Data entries
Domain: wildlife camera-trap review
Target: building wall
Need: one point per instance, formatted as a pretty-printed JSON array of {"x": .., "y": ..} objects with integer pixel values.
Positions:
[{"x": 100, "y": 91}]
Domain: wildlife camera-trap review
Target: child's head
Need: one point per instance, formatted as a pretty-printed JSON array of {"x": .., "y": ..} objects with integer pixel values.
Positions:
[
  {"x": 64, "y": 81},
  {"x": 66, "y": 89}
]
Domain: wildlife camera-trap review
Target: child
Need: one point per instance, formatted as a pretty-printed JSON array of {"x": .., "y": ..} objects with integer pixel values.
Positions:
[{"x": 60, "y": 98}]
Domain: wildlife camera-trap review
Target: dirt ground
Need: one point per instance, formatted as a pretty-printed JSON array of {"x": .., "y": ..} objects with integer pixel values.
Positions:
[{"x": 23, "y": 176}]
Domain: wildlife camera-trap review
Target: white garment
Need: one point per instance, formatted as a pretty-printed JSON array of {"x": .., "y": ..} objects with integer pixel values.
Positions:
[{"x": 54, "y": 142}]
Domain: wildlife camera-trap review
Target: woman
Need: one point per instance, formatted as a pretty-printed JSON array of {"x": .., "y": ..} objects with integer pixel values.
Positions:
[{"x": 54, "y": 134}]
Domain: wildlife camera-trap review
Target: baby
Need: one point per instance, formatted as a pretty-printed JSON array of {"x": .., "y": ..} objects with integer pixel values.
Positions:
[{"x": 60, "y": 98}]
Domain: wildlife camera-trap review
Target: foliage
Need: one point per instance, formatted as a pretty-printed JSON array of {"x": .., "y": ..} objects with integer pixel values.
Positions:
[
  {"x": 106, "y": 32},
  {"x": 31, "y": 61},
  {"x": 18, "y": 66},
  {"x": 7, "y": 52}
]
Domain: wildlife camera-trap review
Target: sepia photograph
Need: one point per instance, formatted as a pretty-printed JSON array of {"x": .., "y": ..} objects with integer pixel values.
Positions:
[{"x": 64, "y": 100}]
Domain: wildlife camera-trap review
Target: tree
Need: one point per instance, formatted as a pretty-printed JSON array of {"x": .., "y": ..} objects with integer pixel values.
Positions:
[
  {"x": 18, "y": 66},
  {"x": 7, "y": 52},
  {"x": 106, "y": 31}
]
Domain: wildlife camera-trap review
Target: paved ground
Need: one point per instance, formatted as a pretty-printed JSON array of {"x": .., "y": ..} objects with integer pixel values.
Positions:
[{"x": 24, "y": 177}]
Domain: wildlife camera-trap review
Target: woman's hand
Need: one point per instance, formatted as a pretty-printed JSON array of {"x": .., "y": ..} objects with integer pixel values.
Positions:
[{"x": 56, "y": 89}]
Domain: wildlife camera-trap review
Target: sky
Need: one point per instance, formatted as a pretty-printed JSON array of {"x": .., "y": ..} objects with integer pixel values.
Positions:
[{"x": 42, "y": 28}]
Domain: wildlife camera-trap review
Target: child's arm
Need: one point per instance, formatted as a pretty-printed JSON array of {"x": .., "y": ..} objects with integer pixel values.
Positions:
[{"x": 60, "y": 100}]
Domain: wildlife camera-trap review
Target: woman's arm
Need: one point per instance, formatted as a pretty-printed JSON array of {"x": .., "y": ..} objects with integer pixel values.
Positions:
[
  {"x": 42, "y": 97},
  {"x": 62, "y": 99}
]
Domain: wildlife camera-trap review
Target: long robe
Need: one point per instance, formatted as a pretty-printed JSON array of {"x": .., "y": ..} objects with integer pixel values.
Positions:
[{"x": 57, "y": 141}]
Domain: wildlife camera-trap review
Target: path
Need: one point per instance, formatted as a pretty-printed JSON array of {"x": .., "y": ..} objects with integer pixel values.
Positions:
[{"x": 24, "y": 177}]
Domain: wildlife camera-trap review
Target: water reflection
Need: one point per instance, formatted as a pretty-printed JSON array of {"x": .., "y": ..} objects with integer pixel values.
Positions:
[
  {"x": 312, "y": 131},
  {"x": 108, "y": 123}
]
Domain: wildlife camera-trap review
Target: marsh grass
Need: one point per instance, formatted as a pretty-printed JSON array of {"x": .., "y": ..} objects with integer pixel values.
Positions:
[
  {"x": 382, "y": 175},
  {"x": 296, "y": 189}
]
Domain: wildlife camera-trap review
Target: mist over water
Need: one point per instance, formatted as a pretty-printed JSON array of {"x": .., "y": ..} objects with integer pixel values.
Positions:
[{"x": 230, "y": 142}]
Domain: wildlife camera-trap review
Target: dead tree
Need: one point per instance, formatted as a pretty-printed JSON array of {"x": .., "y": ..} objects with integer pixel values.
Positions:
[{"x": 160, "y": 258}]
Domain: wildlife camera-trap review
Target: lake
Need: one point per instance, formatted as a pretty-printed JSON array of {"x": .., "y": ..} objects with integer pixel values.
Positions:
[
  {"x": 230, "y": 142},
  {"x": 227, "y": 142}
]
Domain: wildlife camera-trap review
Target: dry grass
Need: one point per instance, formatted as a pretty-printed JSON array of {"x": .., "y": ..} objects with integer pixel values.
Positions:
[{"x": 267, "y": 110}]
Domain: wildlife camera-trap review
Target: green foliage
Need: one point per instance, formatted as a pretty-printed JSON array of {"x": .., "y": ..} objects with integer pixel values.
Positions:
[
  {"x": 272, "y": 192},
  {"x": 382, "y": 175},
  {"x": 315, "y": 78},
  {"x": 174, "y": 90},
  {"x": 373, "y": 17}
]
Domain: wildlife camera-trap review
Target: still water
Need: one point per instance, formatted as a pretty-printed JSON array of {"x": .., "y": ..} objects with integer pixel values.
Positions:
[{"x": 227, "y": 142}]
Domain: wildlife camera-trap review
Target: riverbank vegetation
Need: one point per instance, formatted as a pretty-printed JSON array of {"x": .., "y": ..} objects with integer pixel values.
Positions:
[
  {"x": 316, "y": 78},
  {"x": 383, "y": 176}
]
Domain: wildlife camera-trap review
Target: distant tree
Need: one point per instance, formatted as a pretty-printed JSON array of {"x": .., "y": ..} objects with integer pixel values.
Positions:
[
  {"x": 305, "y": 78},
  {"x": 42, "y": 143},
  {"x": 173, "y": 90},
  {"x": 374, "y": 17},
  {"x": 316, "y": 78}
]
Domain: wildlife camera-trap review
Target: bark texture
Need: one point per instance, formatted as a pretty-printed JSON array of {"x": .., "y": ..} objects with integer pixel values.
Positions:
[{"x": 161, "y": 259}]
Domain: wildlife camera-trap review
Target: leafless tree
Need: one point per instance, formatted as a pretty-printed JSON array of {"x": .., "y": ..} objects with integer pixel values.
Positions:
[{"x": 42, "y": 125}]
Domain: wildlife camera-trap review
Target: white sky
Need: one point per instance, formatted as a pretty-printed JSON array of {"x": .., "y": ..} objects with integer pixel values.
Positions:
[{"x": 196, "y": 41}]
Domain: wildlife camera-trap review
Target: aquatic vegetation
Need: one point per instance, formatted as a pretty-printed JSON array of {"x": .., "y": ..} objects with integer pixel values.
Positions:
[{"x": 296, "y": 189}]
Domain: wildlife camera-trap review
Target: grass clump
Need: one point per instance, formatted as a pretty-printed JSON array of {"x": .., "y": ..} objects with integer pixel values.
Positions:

** Directions **
Repeat the material from above exactly, word for word.

** Expected answer **
Domain: wildlife camera-trap review
Target: building wall
Need: one point per instance, formatted as a pretty-printed JSON array of {"x": .., "y": ..} objects with integer pixel values.
Positions:
[{"x": 100, "y": 91}]
Domain: wildlife camera-trap review
Target: child's head
Need: one point per instance, formatted as a pretty-printed JSON array of {"x": .., "y": ..} objects with integer pixel values.
Positions:
[
  {"x": 64, "y": 81},
  {"x": 66, "y": 89}
]
Domain: wildlife camera-trap review
Target: child
Need: one point per instance, formatted as a pretty-printed JSON array of {"x": .., "y": ..} objects with integer pixel values.
Positions:
[{"x": 60, "y": 98}]
Domain: wildlife camera-trap review
Target: dirt ground
Need: one point per instance, formatted as a pretty-printed JSON array of {"x": .., "y": ..} objects with integer pixel values.
Positions:
[{"x": 23, "y": 176}]
Domain: wildlife camera-trap review
Target: white garment
Need: one point per instance, formatted as a pretty-printed JSON array of {"x": .., "y": ..} objects with integer pixel values.
Positions:
[{"x": 54, "y": 142}]
Domain: wildlife camera-trap review
Target: woman
Need: one point per instance, formatted as a pretty-printed JSON array of {"x": .., "y": ..} objects with integer pixel values.
Positions:
[{"x": 54, "y": 134}]
Domain: wildlife camera-trap review
Target: baby
Need: one point per instance, formatted as a pretty-printed JSON array of {"x": .., "y": ..} objects with integer pixel values.
Positions:
[{"x": 60, "y": 98}]
Domain: wildlife camera-trap review
Target: foliage
Need: one point per instance, formatted as a pretty-printed JSON array of {"x": .., "y": ..} objects with integer pixel values.
Positions:
[
  {"x": 106, "y": 32},
  {"x": 31, "y": 61},
  {"x": 18, "y": 66},
  {"x": 7, "y": 52}
]
Domain: wildlife camera-trap review
Target: sepia photograph
Need: one point per instance, formatted as a pretty-printed JSON array of {"x": .., "y": ..} objects with integer pixel values.
Positions:
[{"x": 64, "y": 100}]
Domain: wildlife camera-trap review
Target: tree
Need: one point per instance, formatted as a pretty-printed JSON array of {"x": .., "y": ..} objects with integer pixel values.
Positions:
[
  {"x": 18, "y": 66},
  {"x": 7, "y": 52},
  {"x": 106, "y": 31}
]
Domain: wildlife camera-trap review
Target: paved ground
Need: one point per instance, formatted as a pretty-printed JSON array of {"x": .., "y": ..} objects with integer pixel values.
Positions:
[{"x": 24, "y": 177}]
Domain: wildlife camera-trap review
Target: woman's hand
Need: one point per instance, formatted as a pretty-printed JSON array of {"x": .., "y": ..} objects with integer pixel values.
Positions:
[{"x": 56, "y": 89}]
Domain: wildlife camera-trap review
Target: sky
Need: one point per instance, formatted as a pretty-printed JSON array of {"x": .., "y": ..} objects with integer pixel values.
Positions:
[{"x": 42, "y": 28}]
Domain: wildlife camera-trap review
Target: child's arm
Need: one point per instance, formatted as a pretty-printed JSON array of {"x": .., "y": ..} objects with integer pixel values.
Positions:
[{"x": 60, "y": 100}]
Domain: wildlife camera-trap review
Target: woman's arm
Need: one point per instance, formatted as a pretty-printed JSON array of {"x": .., "y": ..} objects with integer pixel values.
Positions:
[
  {"x": 42, "y": 97},
  {"x": 62, "y": 99}
]
Domain: wildlife camera-trap review
Target: long robe
Need: one point per instance, formatted as a pretty-printed JSON array of {"x": .., "y": ..} objects with integer pixel values.
Positions:
[{"x": 57, "y": 141}]
Domain: wildlife camera-trap review
Target: path
Need: one point per instance, formatted as a pretty-printed JSON array of {"x": .., "y": ..} objects with integer pixel values.
Positions:
[{"x": 24, "y": 177}]
Domain: wildlife camera-trap review
Target: water reflection
Need: one point per instance, formatted as a pretty-printed JSON array of {"x": .., "y": ..} objects with integer pixel values.
Positions:
[
  {"x": 312, "y": 131},
  {"x": 108, "y": 123}
]
Domain: wildlife camera-trap review
Target: marsh grass
Need: one point per instance, formatted as a pretty-printed JSON array of {"x": .., "y": ..} objects with integer pixel values.
Positions:
[
  {"x": 382, "y": 175},
  {"x": 296, "y": 189}
]
Domain: wildlife camera-trap review
Target: mist over water
Need: one point per instance, formatted as a pretty-printed JSON array of {"x": .., "y": ..} objects with integer pixel values.
Positions:
[{"x": 230, "y": 142}]
Domain: wildlife camera-trap review
Target: dead tree
Need: one point per instance, formatted as a pretty-printed JSON array of {"x": .., "y": ..} objects with integer pixel values.
Positions:
[{"x": 160, "y": 258}]
Domain: wildlife camera-trap review
Target: lake
Need: one point per instance, formatted as a pretty-printed JSON array of {"x": .., "y": ..} objects with integer pixel values.
Positions:
[
  {"x": 230, "y": 142},
  {"x": 227, "y": 142}
]
Domain: wildlife camera-trap review
Target: dry grass
Need: one point per instance, formatted as a pretty-printed JSON array of {"x": .., "y": ..} objects with integer pixel values.
Positions:
[{"x": 267, "y": 110}]
Domain: wildlife camera-trap review
Target: green foliage
Need: one point per instance, formatted as a pretty-printed JSON array of {"x": .., "y": ..} objects with integer pixel values.
Positions:
[
  {"x": 272, "y": 192},
  {"x": 382, "y": 175},
  {"x": 315, "y": 78},
  {"x": 174, "y": 90},
  {"x": 373, "y": 17}
]
Domain: wildlife camera-trap review
Target: still water
Need: one point per instance, formatted as a pretty-printed JSON array of {"x": .., "y": ..} objects with integer pixel values.
Positions:
[{"x": 227, "y": 142}]
Domain: wildlife camera-trap review
Target: riverbank vegetation
Need: one point per instance, formatted as a pretty-printed JSON array of {"x": .., "y": ..} objects with integer pixel values.
Positions:
[
  {"x": 316, "y": 78},
  {"x": 383, "y": 176}
]
Domain: wildlife camera-trap review
Target: distant tree
Need: one point per instance, formatted as a pretty-printed JSON array of {"x": .., "y": ..} objects with integer pixel values.
Positions:
[
  {"x": 305, "y": 78},
  {"x": 42, "y": 143},
  {"x": 173, "y": 90},
  {"x": 374, "y": 17},
  {"x": 316, "y": 78}
]
Domain: wildlife camera-trap review
Target: bark texture
Need: one point per instance, formatted as a pretty-printed JSON array of {"x": .., "y": ..} objects with integer pixel values.
Positions:
[{"x": 161, "y": 259}]
Domain: wildlife camera-trap review
Target: leafless tree
Need: one point per instance, formatted as a pretty-printed JSON array of {"x": .., "y": ..} objects with integer pixel values.
Positions:
[{"x": 42, "y": 125}]
Domain: wildlife camera-trap review
Target: white sky
Need: one point per instance, formatted as a pretty-printed JSON array of {"x": .., "y": ..} objects with integer pixel values.
Positions:
[{"x": 196, "y": 41}]
Domain: wildlife camera-trap review
Target: aquatic vegetation
Need: one point per instance, formatted as a pretty-printed JSON array of {"x": .., "y": ..} objects with integer pixel values.
Positions:
[{"x": 296, "y": 189}]
Domain: wildlife camera-trap review
Target: grass clump
Need: one point per instance, formatted as a pretty-printed JSON array of {"x": .., "y": ..} objects with integer pixel values.
Positions:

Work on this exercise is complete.